▶ _Travail demandé_
a. Reproduisez le passage du texte sur la répartition pharmaceutique qui commence à « Même si la mise » et se termine à « baisses de prix. ».
b. Répondez brièvement aux questions suivantes sur le texte sur la répartition pharmaceutique.
(i) À quel moment le groupe de travail a-t-il finalement été constitué ?
(ii) Quel pourcentage du PFHT représente la marge linéaire de la répartition ?
(iii) Quelles sont les grandes perdantes des baisses de prix ?

▶ _Texte_
"""

Comme les officinaux, les répartiteurs souffrent de l’indifférence du ministère de la Santé qui devient de plus en plus insoutenable face à la dégradation économique de ces entreprises. « En janvier 2016, le directeur de cabinet de Marisol Touraine nous avait promis la création d’un groupe de travail », pointe Emmanuel Déchin. Ce groupe de travail est finalement constitué fin 2016. Deux gros dossiers sont toujours en souffrance: la refonte du système de rémunération des répartiteurs et la distorsion de concurrence entre le circuit de la répartition soumis à des obligations de service public et celui des ventes directes exempté de ces contraintes, alors que les deux circuits perçoivent la même rémunération. « Il serait légitime que nos obligations de service public soient rémunérées spécifiquement. Pour cela, il faudrait un dispositif juridiquement solide et économiquement efficace qui permette de singulariser la rémunération des répartiteurs par rapport à celle du circuit des ventes directes », assène-t-il.
Les sorts de la répartition et de l’officine sont toujours et encore liés. A la différence que les grossistes peuvent plus difficilement organiser un rapport de force avec le gouvernement pour tenter d’obtenir quelque chose.
CONTRIBUTEURS
Emmanuel Déchin (CSRP)
L’ANALYSE
Comme en 2014, c’est sur la répartition que l’impact des baisses de prix sur le médicament remboursable en ville a été le moins douloureux : – 0,05 % en CA et – 0,64 % en marge avant contribution et taxe.
Les grandes perdantes sont les ventes directes qui subissent une double peine (baisse des prix et des volumes).
Même si la mise en place du nouveau mode de rémunération de la répartition en 2012 s’est traduite par une perte de marge importante, le retour à une marge linéaire (6,68 % sur le PFHT avec un montant plancher de 30 centimes et un plafond de 30 €) semble plus efficace que la nouvelle rémunération des pharmaciens pour atténuer les effets des baisses de prix.

"""

▶ _Données fournies_
"""

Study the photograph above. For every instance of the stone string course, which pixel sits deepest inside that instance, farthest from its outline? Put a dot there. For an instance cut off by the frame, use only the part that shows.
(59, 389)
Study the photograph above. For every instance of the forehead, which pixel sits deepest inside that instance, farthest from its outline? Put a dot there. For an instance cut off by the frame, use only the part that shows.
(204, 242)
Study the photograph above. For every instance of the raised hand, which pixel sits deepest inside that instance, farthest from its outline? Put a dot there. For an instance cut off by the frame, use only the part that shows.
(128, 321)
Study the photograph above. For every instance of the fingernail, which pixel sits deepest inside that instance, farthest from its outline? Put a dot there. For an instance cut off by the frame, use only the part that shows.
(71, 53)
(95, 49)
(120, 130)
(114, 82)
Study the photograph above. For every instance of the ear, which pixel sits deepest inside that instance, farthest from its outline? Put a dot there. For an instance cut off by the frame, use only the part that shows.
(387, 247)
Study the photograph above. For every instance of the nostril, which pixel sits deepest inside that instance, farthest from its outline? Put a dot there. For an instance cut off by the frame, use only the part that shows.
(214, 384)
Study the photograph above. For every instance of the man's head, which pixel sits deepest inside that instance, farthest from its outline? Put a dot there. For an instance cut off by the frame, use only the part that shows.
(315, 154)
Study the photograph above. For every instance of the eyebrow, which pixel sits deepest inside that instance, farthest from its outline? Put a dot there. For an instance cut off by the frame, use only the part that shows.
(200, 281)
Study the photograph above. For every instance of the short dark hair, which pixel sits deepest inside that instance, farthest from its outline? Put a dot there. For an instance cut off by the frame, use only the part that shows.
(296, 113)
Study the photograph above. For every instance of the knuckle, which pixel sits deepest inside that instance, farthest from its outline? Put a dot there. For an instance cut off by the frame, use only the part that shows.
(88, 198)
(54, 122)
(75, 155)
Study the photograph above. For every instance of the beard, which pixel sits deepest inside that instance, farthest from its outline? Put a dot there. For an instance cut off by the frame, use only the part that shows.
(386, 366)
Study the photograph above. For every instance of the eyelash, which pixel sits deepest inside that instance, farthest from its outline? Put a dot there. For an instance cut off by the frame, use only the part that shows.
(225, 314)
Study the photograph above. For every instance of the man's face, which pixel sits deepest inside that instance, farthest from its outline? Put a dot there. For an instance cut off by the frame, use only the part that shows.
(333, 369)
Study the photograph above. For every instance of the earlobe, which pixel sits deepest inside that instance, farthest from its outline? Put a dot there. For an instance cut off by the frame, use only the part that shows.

"""

▶ _Réponses attendues_
a.
Même si la mise en place du nouveau mode de rémunération de la répartition en 2012 s’est traduite par une perte de marge importante, le retour à une marge linéaire (6,68 % sur le PFHT avec un montant plancher de 30 centimes et un plafond de 30 €) semble plus efficace que la nouvelle rémunération des pharmaciens pour atténuer les effets des baisses de prix.

b.
(i) Fin 2016.
(ii) 6,68 %.
(iii) Les ventes directes.